Data records
────────────────────

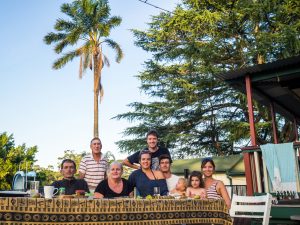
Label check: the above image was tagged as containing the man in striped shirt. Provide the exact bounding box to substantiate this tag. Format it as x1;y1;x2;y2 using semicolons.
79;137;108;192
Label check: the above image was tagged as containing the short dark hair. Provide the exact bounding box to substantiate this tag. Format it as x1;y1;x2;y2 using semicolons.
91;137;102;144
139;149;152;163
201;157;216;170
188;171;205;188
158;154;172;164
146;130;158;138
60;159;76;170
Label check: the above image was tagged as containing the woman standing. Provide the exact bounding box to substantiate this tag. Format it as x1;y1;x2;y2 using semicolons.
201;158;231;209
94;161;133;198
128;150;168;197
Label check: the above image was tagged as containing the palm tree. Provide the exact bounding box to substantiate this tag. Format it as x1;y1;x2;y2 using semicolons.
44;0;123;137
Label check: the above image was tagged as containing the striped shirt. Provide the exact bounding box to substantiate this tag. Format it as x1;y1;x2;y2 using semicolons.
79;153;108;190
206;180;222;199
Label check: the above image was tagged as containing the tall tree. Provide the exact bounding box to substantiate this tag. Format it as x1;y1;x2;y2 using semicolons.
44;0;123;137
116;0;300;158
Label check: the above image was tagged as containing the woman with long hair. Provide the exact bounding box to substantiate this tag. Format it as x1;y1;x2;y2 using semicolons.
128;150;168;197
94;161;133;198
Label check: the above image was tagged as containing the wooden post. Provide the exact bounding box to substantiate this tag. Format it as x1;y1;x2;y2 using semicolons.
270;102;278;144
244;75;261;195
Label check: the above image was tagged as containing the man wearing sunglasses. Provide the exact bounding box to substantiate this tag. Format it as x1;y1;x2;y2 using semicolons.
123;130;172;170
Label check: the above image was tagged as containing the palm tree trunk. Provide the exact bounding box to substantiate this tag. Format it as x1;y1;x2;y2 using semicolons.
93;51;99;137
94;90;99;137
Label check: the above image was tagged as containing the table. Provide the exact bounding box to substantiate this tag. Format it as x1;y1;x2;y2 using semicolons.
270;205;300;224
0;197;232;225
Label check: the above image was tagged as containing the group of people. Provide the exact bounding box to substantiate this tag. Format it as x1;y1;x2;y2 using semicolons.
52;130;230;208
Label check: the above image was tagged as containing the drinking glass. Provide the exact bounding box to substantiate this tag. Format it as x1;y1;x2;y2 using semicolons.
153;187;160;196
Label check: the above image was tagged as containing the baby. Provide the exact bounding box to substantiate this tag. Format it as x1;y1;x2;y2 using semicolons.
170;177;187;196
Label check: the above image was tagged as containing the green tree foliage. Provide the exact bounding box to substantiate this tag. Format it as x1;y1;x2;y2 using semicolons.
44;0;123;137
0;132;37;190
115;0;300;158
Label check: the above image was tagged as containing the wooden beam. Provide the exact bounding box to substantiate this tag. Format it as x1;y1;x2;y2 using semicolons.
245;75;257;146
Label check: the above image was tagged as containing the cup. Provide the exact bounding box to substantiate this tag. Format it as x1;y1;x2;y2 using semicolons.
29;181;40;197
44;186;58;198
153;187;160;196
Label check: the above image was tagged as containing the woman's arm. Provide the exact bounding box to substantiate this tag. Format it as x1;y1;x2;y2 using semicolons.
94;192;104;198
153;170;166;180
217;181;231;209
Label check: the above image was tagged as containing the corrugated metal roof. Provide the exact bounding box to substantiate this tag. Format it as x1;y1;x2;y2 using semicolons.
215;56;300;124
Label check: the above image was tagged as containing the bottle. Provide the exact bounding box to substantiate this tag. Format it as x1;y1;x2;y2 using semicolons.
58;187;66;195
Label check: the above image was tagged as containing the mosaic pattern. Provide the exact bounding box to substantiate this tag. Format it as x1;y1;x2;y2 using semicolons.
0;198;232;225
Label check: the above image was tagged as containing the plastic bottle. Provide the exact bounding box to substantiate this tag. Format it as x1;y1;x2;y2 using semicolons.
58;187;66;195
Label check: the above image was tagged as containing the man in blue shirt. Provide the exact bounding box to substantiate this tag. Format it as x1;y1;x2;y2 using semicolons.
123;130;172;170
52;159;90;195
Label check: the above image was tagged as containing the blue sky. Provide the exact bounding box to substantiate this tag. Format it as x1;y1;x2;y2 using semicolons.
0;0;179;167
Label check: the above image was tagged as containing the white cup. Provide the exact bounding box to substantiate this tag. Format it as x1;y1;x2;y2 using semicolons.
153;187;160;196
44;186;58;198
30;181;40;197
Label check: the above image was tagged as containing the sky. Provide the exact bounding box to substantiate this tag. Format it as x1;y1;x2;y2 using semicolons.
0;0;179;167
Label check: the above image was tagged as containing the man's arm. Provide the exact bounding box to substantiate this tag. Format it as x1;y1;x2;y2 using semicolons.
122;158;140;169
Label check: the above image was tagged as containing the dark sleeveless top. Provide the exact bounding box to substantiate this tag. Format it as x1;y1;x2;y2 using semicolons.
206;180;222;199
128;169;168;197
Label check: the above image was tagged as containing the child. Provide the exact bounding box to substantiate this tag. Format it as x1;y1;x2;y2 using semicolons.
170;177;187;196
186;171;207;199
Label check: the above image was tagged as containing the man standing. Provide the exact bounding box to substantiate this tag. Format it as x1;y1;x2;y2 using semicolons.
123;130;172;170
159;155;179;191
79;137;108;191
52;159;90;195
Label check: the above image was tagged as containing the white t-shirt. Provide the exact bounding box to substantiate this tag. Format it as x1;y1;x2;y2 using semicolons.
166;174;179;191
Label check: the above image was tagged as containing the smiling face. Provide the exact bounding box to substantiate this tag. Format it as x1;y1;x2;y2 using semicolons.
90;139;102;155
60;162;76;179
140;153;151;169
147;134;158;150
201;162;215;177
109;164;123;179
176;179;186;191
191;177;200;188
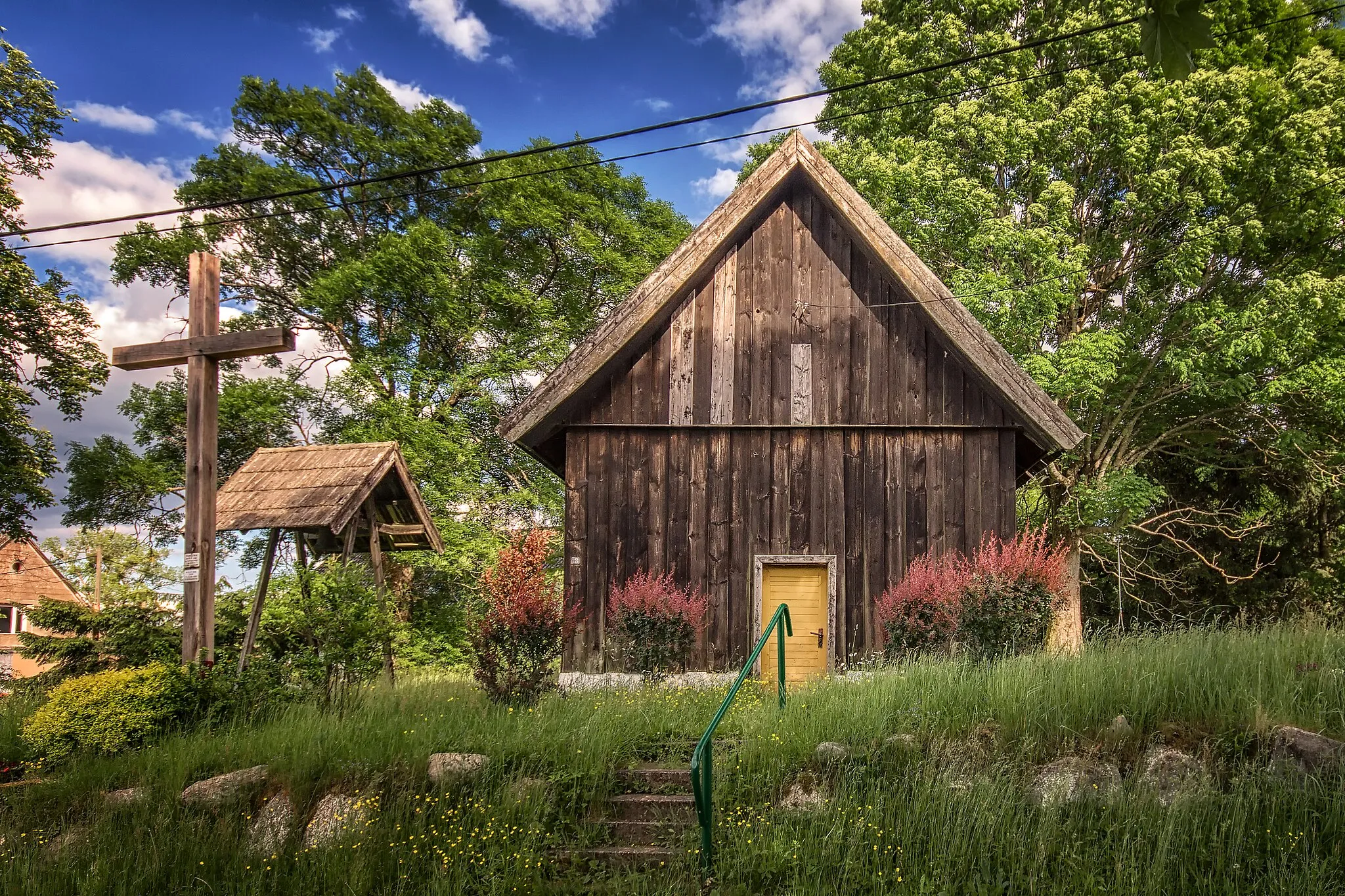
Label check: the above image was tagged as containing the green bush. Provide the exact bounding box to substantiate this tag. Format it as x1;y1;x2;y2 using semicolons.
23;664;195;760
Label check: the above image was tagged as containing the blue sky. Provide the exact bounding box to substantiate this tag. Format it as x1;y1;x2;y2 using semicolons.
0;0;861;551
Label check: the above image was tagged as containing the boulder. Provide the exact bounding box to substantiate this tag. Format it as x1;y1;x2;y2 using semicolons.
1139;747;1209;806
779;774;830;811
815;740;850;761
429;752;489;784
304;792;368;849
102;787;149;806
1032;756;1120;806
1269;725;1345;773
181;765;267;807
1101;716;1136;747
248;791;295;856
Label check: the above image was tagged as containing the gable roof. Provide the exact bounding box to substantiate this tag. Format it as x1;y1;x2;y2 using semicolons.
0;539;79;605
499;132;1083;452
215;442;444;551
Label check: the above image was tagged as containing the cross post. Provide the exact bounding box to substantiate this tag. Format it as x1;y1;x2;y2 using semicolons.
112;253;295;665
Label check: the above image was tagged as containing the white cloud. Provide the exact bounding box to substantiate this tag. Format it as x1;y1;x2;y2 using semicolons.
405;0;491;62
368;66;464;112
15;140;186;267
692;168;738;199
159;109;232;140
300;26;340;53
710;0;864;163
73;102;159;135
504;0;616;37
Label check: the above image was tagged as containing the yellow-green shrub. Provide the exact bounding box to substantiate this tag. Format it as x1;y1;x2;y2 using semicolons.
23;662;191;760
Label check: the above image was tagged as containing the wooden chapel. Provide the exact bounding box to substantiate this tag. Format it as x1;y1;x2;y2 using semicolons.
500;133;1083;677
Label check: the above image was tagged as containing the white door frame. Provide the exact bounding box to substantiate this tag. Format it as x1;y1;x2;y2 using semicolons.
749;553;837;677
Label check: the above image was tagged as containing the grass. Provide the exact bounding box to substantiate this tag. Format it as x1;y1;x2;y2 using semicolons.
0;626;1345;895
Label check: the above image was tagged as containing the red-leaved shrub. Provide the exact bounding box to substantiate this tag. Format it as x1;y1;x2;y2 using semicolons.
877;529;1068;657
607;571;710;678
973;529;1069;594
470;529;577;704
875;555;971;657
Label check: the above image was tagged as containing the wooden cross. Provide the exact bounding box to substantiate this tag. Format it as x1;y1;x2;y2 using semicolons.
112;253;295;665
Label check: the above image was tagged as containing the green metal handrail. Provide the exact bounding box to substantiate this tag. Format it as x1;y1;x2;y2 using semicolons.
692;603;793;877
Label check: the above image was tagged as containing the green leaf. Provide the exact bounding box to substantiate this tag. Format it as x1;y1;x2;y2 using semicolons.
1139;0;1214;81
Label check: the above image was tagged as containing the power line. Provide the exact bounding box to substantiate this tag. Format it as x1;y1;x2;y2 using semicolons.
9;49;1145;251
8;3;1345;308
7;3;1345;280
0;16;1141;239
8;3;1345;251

────────────────────

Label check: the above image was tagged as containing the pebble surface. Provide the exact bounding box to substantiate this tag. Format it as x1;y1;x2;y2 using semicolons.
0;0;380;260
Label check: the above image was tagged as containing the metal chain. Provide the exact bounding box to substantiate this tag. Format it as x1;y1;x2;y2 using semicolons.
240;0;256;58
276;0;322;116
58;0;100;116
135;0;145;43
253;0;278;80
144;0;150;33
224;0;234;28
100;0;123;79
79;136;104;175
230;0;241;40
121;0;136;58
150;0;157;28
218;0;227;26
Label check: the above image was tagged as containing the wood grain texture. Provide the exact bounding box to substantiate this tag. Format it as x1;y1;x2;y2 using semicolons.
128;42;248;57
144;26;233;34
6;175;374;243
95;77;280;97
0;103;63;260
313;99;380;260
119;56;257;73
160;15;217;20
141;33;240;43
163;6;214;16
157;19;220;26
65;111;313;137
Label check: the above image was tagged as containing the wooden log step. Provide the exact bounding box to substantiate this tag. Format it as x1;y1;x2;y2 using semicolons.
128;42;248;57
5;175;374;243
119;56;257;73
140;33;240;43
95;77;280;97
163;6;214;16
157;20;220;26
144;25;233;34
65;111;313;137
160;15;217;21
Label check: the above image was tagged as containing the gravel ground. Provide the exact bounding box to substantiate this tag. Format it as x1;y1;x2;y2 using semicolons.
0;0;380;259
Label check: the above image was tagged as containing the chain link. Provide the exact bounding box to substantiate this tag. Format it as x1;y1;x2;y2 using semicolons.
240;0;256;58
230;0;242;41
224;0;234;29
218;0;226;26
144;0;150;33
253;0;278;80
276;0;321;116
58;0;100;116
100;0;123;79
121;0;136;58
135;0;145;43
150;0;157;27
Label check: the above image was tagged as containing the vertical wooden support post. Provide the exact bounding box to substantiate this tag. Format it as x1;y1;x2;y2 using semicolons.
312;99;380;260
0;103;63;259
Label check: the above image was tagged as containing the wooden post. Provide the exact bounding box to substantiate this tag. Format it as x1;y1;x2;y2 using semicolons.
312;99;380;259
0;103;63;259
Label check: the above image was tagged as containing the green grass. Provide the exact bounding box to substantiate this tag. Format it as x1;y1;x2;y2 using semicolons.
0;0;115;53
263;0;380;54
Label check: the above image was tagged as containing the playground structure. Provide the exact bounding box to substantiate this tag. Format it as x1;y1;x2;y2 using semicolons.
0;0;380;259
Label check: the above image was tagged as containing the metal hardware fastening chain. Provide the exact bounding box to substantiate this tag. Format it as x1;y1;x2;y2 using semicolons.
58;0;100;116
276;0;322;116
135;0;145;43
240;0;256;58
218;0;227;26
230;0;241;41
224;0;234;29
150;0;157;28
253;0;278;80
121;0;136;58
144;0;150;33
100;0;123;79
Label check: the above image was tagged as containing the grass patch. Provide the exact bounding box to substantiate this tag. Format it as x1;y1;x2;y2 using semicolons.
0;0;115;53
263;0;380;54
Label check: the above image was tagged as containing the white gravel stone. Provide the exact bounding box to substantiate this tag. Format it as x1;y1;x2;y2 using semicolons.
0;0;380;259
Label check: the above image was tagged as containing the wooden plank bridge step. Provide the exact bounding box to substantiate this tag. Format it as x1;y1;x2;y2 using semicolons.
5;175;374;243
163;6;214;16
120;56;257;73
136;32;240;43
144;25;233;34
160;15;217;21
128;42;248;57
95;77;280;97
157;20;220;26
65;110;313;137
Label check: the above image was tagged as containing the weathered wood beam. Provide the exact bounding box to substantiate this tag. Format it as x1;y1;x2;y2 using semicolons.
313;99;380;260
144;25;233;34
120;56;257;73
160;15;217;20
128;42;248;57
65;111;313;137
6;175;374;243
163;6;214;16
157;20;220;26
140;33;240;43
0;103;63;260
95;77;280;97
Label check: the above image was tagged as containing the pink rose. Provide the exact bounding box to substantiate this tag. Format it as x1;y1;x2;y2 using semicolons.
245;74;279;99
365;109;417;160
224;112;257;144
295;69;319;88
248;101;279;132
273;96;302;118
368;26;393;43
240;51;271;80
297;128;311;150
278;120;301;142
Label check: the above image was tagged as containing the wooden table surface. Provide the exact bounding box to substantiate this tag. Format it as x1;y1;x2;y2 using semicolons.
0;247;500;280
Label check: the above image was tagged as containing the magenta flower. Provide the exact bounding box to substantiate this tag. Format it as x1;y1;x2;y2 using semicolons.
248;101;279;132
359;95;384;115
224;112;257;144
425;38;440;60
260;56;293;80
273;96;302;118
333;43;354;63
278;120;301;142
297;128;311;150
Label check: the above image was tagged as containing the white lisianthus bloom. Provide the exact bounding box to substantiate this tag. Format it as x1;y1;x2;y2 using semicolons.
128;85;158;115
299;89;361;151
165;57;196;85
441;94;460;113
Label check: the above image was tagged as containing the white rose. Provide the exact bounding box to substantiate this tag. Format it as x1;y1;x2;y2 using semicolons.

────────────────────

#### [What you need to do]
Convert the rows into a two-column CSV with the columns "request" and "box". Start at the line containing "man in striped" and end after the line containing "79;137;108;192", with one row per request, each field quoted and any line breaks replaced by spaces.

#### [Solution for this exercise]
request,box
"Label check: the above image was tagged as containing the man in striped shirt. Provide the exact bounding box to substantiate this tag. Format it as x1;y1;x2;y2 using semicolons.","79;137;108;192"